WHAT IS BEING ASKED -
All of the entries need to be written out again, exactly as they are.

──────── MATERIAL FOR THE TASK

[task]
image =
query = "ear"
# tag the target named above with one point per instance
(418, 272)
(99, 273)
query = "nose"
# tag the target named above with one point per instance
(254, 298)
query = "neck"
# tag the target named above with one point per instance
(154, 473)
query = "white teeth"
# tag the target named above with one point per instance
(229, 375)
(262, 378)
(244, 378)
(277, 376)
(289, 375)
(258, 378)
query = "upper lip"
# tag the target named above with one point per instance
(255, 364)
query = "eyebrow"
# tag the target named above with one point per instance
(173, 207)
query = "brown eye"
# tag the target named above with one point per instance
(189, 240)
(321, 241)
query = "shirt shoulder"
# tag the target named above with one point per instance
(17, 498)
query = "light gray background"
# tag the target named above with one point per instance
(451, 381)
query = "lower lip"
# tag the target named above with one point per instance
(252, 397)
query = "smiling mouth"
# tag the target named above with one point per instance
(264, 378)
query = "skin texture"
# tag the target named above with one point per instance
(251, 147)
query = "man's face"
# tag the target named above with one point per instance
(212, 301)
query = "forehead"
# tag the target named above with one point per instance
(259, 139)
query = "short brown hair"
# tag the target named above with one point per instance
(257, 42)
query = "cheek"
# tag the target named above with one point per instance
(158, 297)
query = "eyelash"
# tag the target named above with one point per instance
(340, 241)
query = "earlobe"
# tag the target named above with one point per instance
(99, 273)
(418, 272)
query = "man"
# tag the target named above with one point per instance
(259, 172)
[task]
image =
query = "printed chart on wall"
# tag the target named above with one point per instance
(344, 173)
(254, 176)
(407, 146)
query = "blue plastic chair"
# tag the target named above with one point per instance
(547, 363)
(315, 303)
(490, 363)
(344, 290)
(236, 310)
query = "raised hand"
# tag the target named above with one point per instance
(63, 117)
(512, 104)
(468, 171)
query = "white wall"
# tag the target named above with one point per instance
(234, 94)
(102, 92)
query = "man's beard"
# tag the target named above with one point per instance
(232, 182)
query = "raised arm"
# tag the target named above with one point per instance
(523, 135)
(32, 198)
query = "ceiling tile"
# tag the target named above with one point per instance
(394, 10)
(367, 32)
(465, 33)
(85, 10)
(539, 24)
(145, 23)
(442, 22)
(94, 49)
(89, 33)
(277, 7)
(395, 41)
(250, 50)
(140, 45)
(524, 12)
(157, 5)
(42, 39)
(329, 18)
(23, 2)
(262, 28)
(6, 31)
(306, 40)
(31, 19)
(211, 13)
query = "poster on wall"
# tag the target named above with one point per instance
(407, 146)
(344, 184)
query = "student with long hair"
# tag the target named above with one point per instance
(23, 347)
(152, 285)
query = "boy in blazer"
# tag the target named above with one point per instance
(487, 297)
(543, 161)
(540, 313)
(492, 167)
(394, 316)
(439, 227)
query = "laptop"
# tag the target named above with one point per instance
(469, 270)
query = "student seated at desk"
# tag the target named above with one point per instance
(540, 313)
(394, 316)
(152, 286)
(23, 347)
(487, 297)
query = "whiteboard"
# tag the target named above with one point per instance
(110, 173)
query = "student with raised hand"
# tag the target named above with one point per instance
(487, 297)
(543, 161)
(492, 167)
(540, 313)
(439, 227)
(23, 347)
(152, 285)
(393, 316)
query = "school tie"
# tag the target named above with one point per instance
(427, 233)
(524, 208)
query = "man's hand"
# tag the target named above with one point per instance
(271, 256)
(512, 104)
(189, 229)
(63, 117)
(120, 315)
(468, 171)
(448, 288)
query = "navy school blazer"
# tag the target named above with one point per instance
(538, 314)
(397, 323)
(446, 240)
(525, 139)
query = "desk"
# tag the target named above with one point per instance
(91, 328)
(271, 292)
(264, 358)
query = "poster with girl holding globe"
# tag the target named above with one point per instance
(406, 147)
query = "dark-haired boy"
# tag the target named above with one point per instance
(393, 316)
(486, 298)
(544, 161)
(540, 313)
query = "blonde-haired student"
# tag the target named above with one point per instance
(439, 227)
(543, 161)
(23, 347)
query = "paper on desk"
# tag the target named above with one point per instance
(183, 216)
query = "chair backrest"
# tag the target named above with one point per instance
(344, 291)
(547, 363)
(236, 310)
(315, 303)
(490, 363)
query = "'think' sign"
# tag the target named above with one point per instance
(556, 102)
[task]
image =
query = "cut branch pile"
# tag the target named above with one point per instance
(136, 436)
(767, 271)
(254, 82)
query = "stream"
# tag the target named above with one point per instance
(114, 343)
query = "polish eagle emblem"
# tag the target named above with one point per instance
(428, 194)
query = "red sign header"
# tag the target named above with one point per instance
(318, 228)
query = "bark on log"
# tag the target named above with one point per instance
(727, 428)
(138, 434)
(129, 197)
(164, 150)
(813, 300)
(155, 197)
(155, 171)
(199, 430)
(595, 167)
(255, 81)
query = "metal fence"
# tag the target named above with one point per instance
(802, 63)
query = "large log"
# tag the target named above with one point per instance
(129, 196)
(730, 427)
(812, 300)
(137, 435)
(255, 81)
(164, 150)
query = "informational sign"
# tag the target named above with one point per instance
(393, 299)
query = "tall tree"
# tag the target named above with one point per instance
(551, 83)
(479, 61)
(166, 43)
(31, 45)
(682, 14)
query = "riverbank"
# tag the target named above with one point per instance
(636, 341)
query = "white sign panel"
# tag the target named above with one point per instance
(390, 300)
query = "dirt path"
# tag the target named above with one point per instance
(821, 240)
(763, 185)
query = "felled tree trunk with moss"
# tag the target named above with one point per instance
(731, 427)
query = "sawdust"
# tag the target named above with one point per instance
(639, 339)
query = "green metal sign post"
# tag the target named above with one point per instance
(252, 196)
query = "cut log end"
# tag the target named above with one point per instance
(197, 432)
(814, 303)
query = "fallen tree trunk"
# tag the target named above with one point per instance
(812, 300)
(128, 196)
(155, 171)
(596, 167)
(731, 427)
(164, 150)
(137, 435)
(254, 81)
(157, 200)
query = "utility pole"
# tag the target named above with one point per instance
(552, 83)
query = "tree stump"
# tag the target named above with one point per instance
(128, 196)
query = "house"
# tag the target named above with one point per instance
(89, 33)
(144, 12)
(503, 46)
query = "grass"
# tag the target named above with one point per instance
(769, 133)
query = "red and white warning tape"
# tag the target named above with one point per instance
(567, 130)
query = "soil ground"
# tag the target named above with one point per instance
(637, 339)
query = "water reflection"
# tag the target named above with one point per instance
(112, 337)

────────────────

PROBLEM SOLUTION -
[task]
image =
query = "ear"
# tag the target named above with one point per instance
(418, 272)
(99, 273)
query = "nose"
# tag the target named above with one point per instance
(254, 298)
query = "neck"
# tag the target named above with one point per instance
(154, 473)
query = "white teeth"
# tag the target named above with one point per instance
(229, 375)
(262, 378)
(244, 378)
(277, 376)
(289, 375)
(258, 378)
query = "upper lip"
# tag the target named above with one point per instance
(255, 364)
query = "eyebrow"
# tag the target named above with one point per instance
(173, 207)
query = "brown eye"
# tag the target named above with one point per instance
(189, 240)
(321, 241)
query = "shirt shoulder"
# tag the target named above with one point per instance
(17, 498)
query = "light gray background"
# tag the target named above with one point per instance
(451, 381)
query = "lower lip"
# tag the target named above with one point per instance
(252, 397)
query = "smiling mouth"
# tag the target named above with one point per instance
(264, 378)
query = "skin texture"
# tag the target named above with one point per instance
(251, 147)
query = "man's face"
# tag the target named above with one point per instance
(212, 301)
query = "forehead"
# tag the target named above with one point per instance
(259, 139)
query = "short brown hair"
# tag the target named above with one point per instance
(257, 42)
query = "cheek"
# tag the target named above with one point per instance
(158, 297)
query = "eyelash"
# tag the target named above with one point per instance
(340, 241)
query = "earlobe"
# tag the target named above with one point per instance
(99, 273)
(418, 272)
query = "man"
# tag the target named above with one point per instance
(259, 172)
[task]
image =
query = "printed chart on wall"
# tag the target named above with one point per instance
(344, 173)
(254, 176)
(407, 146)
query = "blue plastic chair"
# tag the target named above with one point per instance
(547, 363)
(315, 303)
(490, 363)
(344, 290)
(236, 310)
query = "raised hand"
# tag the target named above with one point per instance
(63, 117)
(512, 104)
(468, 171)
query = "white wall"
# tag the target named above with one point per instance
(234, 94)
(102, 92)
query = "man's beard"
# tag the target named above with one point per instance
(232, 182)
query = "raised arm"
# tag the target named above with one point per instance
(523, 135)
(32, 198)
query = "ceiling tile"
# tag the target named above with one point per instance
(394, 10)
(367, 32)
(465, 33)
(85, 10)
(539, 24)
(145, 23)
(442, 22)
(94, 49)
(89, 33)
(277, 7)
(395, 41)
(250, 50)
(140, 45)
(524, 12)
(157, 5)
(42, 39)
(329, 18)
(23, 2)
(262, 28)
(6, 31)
(306, 40)
(31, 19)
(211, 13)
query = "poster on wall"
# tag the target named above with one point per instance
(407, 146)
(344, 184)
query = "student with long hair"
# tag the target named above with one point per instance
(23, 347)
(152, 285)
query = "boy in blazer"
# tag the target named above with one point per instance
(487, 297)
(543, 161)
(540, 313)
(492, 167)
(394, 316)
(439, 227)
query = "laptop"
# tag the target named above with one point per instance
(469, 270)
query = "student seated at desk"
# tag the target named above with one point per instance
(540, 313)
(394, 316)
(152, 286)
(23, 347)
(487, 297)
query = "whiteboard"
# tag the target named above with one point per instance
(110, 173)
query = "student with raised hand"
# tag the target named above with one point per instance
(487, 297)
(543, 161)
(492, 167)
(540, 313)
(439, 227)
(23, 347)
(152, 285)
(393, 316)
query = "school tie"
# tag the target named above with one point per instance
(427, 233)
(524, 208)
query = "man's hand"
# tag the target named above with one point per instance
(271, 256)
(512, 104)
(189, 229)
(63, 117)
(120, 315)
(468, 171)
(448, 288)
query = "navy school blazer"
# tag the target named above with one point per instance
(538, 314)
(397, 323)
(446, 240)
(525, 139)
query = "desk"
# tag the target named above with one point per instance
(91, 328)
(271, 292)
(264, 358)
query = "poster with girl holding globe"
# tag the target named above with one point per instance
(406, 147)
query = "dark-haired boy"
# tag the target named above with one point per instance
(393, 316)
(486, 298)
(544, 161)
(540, 313)
query = "blonde-haired student"
# tag the target named above with one point per instance
(439, 227)
(543, 161)
(23, 347)
query = "paper on desk"
# tag the target named above with one point per instance
(183, 216)
query = "chair backrest"
# tag the target named above with one point per instance
(344, 291)
(547, 363)
(236, 310)
(315, 303)
(490, 363)
query = "'think' sign"
# tag the target named above with one point per instance
(556, 102)
[task]
image =
query = "cut branch pile"
# tag the target named above with one point per instance
(136, 436)
(767, 271)
(254, 82)
query = "stream"
# tag the target named above with one point per instance
(114, 343)
query = "polish eagle emblem"
# tag the target named above with one point per instance
(428, 194)
query = "red sign header"
# tag the target named above with one point per instance
(318, 228)
query = "bark on log"
# tag the target named above with one point per instance
(727, 428)
(138, 434)
(129, 197)
(164, 150)
(813, 300)
(155, 197)
(155, 171)
(199, 430)
(595, 167)
(255, 81)
query = "metal fence"
# tag the target named above with one point per instance
(802, 63)
query = "large log"
# tag the target named above with one point per instance
(129, 196)
(730, 427)
(812, 300)
(137, 435)
(255, 81)
(164, 150)
query = "informational sign"
# tag the target named above with one point per instance
(393, 299)
query = "tall tree"
# tag the target named above with one point per instance
(551, 83)
(479, 61)
(166, 43)
(31, 45)
(682, 14)
query = "riverbank"
# tag the target named above with one point per instance
(636, 341)
query = "white sign panel"
# tag the target named above with one point per instance
(390, 300)
query = "dirt path"
# tag the target named above with one point per instance
(821, 240)
(763, 185)
query = "felled tree trunk with moss"
# tag the target named above with one point per instance
(731, 427)
query = "sawdust"
# tag the target named above with one point per instance
(639, 339)
query = "green metal sign post"
# tag the target named above with one point per instance
(252, 196)
query = "cut log end"
# tag the target named above with one point per instance
(197, 432)
(814, 303)
query = "fallen tree trunk"
# tag the target named above with one point per instance
(812, 300)
(128, 196)
(155, 171)
(596, 167)
(731, 427)
(164, 150)
(137, 435)
(254, 81)
(157, 200)
query = "utility pole"
# tag the target named above with one point per instance
(552, 83)
query = "tree stump"
# tag the target named above with one point per instance
(128, 196)
query = "house"
# tag the target named above with one point per instance
(89, 33)
(144, 12)
(503, 46)
query = "grass"
# tag the target named above with one point per instance
(769, 133)
query = "red and white warning tape"
# tag the target named above with one point per instance
(567, 130)
query = "soil ground"
# tag the target named above with one point per instance
(637, 339)
query = "water reflection"
# tag the target named above with one point per instance
(112, 337)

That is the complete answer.